* _Consegna A_:
Elenca tutti i monumenti lungo il Tevere e presso la sua foce che il testo sulle torri d'avvistamento nomina.
* _Consegna B_:
Trascrivi dal testo sulle torri d'avvistamento il brano che inizia con "Le rilevanze trattate" e termina con "l’interramento anziché l’erosione.".

* _Testo di partenza_:
Le rilevanze monumentali
A lungo le incursioni saracene sono state un serio problema, ne ha patito anche il nostro territorio. Numerose torri d’avvistamento furono edificate sia sulla fascia costiera che in quella immediatamente retrostante. Prendiamo in considerazione quelle lungo il Tevere e nei pressi della sua foce: Castello di Giulio II a Ostia Antica; dopo una disastrosa alluvione del Tevere, nella seconda parte del 16° secolo, il fiume deviò il suo percorso assumendo un andamento rettilineo eliminando l’ansa che descriveva sotto il Castello stesso. La necessità di avere punti di avvistamento nei pressi della foce, portò al riutilizzo di un antico manufatto romano per la realizzazione di Tor Boacciana al ponte della Scafa. Successivamente venne realizzata (1568) Tor San Michele, progettata da Michelangelo Buonarroti è tuttora visibile alle spalle del moderno porto di Ostia (altro punctum dolens, e non solo questo, del nostro discorso). Tutti questi monumenti sono sulla stessa verticale e hanno accompagnato il progressivo avanzamento della foce.
Le rilevanze trattate sinora servono a dimostrare che per secoli e secoli si dovette fronteggiare il problema opposto a quello che si verifica oggi: l’interramento anziché l’erosione.

* _Materiale fornito_:

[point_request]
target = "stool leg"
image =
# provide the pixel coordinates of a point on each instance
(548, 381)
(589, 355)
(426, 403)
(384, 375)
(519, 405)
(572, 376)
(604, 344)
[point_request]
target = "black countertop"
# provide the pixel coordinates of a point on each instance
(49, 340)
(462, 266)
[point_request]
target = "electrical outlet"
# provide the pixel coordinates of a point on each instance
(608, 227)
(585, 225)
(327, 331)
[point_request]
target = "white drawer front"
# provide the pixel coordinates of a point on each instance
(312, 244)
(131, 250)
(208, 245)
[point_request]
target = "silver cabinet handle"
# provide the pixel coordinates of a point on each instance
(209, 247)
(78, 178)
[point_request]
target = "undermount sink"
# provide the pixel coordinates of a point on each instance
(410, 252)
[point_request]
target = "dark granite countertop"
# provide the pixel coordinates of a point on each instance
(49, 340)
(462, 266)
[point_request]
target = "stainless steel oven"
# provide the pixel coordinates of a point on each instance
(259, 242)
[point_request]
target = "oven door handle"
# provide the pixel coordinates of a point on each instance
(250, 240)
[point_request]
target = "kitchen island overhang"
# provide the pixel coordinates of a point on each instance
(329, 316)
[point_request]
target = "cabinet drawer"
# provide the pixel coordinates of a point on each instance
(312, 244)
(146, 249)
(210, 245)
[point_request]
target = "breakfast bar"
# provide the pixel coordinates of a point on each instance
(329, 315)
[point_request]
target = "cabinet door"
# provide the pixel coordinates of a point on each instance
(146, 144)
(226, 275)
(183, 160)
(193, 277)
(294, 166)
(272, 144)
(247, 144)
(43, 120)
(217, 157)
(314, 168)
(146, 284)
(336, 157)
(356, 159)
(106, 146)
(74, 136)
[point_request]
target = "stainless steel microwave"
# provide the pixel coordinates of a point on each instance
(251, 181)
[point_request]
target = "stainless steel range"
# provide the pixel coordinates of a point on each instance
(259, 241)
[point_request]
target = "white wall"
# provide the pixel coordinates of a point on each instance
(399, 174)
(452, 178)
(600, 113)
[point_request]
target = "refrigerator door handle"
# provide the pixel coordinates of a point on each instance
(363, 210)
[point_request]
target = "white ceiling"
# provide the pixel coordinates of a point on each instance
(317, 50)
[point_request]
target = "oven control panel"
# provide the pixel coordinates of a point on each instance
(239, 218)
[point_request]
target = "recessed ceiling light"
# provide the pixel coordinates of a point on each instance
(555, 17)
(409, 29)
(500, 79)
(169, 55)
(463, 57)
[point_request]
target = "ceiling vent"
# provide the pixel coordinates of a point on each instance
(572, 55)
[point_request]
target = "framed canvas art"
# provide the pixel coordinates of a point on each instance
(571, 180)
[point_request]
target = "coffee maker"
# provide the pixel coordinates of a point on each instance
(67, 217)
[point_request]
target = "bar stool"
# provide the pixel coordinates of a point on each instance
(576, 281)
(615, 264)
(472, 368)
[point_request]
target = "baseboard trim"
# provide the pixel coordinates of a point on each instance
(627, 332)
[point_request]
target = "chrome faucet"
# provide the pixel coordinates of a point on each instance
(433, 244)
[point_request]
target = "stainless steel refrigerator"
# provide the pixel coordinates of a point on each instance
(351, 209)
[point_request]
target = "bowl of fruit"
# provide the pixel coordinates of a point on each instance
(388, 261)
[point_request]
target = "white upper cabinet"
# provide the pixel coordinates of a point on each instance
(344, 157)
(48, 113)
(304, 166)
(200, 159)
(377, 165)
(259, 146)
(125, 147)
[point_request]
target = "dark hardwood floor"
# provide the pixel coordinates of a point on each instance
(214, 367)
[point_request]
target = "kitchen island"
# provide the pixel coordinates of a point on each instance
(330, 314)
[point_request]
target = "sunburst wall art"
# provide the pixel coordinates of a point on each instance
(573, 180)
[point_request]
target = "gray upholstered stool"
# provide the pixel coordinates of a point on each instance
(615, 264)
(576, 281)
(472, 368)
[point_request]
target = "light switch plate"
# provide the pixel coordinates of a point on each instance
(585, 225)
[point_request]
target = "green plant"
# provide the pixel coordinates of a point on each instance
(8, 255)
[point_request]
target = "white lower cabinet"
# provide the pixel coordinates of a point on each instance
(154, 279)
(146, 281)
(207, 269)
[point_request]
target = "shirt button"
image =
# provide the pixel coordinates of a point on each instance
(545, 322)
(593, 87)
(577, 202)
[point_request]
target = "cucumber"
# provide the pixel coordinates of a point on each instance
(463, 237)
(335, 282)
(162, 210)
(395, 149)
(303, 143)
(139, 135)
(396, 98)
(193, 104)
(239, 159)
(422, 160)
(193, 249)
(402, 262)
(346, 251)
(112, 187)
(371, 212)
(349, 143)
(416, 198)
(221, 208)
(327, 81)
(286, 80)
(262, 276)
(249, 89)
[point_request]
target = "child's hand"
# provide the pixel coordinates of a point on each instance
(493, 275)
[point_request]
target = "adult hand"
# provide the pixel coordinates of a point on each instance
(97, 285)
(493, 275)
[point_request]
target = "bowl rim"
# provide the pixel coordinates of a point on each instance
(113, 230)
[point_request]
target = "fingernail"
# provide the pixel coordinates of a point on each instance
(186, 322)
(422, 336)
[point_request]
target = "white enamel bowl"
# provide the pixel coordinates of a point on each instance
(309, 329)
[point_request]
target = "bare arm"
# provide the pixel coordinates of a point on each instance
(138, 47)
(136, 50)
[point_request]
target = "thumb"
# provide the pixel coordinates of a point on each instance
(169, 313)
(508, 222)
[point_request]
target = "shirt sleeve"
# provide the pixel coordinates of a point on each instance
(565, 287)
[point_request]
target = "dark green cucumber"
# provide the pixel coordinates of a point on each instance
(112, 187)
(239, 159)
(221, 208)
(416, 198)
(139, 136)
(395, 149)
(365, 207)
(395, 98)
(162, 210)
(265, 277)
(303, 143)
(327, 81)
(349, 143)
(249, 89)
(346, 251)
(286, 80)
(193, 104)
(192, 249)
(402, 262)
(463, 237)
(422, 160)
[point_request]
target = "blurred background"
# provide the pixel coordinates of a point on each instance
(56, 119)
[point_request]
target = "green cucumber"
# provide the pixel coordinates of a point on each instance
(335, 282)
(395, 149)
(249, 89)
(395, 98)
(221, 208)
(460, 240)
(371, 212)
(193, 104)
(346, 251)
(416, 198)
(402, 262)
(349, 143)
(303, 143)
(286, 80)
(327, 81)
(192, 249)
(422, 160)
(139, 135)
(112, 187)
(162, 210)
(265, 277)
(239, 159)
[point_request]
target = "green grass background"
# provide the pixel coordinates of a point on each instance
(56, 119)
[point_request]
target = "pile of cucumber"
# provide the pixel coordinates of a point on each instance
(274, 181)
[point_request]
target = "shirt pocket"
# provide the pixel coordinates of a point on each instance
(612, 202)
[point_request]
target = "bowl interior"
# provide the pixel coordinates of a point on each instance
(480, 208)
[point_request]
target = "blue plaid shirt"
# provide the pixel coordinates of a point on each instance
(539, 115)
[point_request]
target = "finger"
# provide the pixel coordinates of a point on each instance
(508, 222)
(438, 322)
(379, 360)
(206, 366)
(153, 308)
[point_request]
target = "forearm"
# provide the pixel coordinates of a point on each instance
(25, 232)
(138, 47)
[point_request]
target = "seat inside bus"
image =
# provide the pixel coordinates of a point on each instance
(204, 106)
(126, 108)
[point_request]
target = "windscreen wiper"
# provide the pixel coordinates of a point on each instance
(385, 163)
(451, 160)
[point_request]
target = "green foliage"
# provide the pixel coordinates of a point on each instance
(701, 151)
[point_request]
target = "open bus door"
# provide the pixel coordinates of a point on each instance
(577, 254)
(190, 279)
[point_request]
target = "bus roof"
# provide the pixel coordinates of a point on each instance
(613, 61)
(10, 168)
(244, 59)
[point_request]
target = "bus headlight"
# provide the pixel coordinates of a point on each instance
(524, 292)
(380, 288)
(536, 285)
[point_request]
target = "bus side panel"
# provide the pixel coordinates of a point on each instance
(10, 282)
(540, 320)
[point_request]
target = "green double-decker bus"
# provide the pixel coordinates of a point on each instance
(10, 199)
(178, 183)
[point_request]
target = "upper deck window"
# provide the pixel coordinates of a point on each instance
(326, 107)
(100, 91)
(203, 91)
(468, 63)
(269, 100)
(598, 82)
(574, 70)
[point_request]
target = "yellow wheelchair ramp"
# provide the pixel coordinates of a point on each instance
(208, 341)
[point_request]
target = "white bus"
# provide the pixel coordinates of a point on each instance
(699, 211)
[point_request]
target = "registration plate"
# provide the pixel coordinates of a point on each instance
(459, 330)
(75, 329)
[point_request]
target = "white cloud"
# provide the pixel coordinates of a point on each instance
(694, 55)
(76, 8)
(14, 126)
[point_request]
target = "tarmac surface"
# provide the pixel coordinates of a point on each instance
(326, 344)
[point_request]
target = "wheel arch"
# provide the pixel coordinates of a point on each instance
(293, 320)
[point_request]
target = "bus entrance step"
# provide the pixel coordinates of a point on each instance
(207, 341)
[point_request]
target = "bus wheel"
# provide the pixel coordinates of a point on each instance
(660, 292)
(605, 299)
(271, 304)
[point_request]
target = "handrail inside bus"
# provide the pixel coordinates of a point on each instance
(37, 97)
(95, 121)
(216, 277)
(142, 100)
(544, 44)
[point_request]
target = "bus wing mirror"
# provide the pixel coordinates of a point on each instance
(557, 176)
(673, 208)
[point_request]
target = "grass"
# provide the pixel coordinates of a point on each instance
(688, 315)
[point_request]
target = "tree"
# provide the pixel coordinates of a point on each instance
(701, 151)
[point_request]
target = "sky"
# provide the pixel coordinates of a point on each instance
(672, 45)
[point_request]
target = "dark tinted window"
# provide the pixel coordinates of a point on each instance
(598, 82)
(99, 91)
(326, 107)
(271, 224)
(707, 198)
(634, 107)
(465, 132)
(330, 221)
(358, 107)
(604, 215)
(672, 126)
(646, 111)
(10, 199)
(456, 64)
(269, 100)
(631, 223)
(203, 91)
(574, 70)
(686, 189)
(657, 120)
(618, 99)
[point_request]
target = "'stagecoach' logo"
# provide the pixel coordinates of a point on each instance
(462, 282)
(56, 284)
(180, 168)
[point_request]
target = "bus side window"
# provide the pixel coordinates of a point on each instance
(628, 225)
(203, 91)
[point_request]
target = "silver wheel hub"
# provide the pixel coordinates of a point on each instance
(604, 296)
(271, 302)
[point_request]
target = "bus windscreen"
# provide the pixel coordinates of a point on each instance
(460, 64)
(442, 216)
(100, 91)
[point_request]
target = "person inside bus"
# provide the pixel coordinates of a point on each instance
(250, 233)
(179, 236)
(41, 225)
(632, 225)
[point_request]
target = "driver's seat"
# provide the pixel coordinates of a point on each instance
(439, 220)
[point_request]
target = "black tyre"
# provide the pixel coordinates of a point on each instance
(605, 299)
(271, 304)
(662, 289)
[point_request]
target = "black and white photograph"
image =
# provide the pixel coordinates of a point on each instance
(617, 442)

* _Risultato dell'esercizio A_:
Castello di Giulio II (a Ostia Antica)
Tor Boacciana (al ponte della Scafa)
Tor San Michele

* _Risultato dell'esercizio B_:
Le rilevanze trattate sinora servono a dimostrare che per secoli e secoli si dovette fronteggiare il problema opposto a quello che si verifica oggi: l’interramento anziché l’erosione.